Sri Lankan pharmaceuticals manufacturing to receive support from Pakistan
The Sri Lanka Pharmaceutical Manufacturers’ Association (SLPMA) had reportedly facilitated a bilateral meeting recently with visiting representatives of the Pakistani Pharmaceutical Manufacturers’ Association (PPMA).
The meeting was presided over by Sri Lanka’s State Minister of Production, Supply and Regulation of Pharmaceuticals (Prof.) Channa Jayasumana and accompanied by Secretary to the Ministry Rohitha Uduwawla, and Dr. Lakshitha Rajakaruna. The meeting had taken place on the sidelines of the first state visit by Pakistani Prime Minister Imran Khan to Sri Lanka last month.
The first-ever bilateral meeting between pharmaceutical manufacturers of the two countries had reportedly focused on mutually beneficial proposals for both nations to leverage on opportunities provided by each for the other.
State Minister Jayasumana had requested the Pakistani pharmaceutical manufacturers to share their experience in developing Pakistan’s local pharmaceutical manufacturing industry, according to local media reports.
The State Minister had also invited the PPMA to set up joint ventures with local pharmaceutical companies to manufacture complex molecules in Sri Lanka, in order to benefit from the government’s drive to increase local pharmaceutical manufacturing to 50% of country’s requirement by 2025, where Sri Lankan pharmaceutical manufacturers will have to manufacture at least 350+ pharmaceuticals locally.
Responding to the invitation by the State Minister, Head of the Pakistani Pharmaceutical Delegation Kashif Sajjad Sheikh had promised to share the best practices and technical knowhow with the SLPMA. He had further invited the State Minister and SLPMA to visit Pakistan to make a road show on the opportunities for pharmaceutical manufacturing in Sri Lanka and enter in to MOUs with prospective Pakistan companies, which will be facilitated by PPMA.
========
### Activity 1
According to the article, what share of the country's pharmaceutical requirement does the Sri Lankan government aim to manufacture locally by 2025?
### Activity 2
Rewrite the part of the article starting at "Sri Lankan pharmaceuticals" and ending at "Manufacturers’ Association (PPMA).", substituting "organized" for "facilitated".
The items below come from a separate source.

(Region descriptions in natural language)
========
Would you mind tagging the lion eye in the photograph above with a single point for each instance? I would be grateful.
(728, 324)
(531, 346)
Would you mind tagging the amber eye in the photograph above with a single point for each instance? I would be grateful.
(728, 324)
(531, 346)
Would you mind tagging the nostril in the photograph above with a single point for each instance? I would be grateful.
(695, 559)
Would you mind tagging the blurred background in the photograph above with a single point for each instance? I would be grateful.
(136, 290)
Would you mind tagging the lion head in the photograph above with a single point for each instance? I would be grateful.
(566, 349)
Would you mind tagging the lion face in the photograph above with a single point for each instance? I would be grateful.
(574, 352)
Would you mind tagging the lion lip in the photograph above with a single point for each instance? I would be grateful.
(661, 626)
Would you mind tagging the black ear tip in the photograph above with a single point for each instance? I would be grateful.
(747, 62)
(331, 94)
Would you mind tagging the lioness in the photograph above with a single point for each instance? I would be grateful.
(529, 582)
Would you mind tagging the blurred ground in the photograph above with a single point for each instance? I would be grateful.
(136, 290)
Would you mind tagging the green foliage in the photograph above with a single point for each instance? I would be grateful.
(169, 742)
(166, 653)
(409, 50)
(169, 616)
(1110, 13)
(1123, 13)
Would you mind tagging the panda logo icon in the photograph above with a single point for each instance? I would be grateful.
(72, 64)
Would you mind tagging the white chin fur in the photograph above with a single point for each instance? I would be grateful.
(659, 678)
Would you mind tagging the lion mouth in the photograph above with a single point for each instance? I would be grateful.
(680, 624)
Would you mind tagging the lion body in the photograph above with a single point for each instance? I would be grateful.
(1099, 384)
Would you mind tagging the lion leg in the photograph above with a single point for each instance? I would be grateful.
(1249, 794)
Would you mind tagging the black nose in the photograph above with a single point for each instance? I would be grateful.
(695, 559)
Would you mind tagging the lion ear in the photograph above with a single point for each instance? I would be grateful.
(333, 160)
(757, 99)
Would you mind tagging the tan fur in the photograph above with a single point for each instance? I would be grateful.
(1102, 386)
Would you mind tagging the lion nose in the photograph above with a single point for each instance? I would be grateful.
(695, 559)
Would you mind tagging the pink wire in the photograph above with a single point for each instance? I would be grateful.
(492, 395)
========
### Worked solution 1
50% of the country's requirement.

### Worked solution 2
Sri Lankan pharmaceuticals manufacturing to receive support from Pakistan
The Sri Lanka Pharmaceutical Manufacturers’ Association (SLPMA) had reportedly organized a bilateral meeting recently with visiting representatives of the Pakistani Pharmaceutical Manufacturers’ Association (PPMA).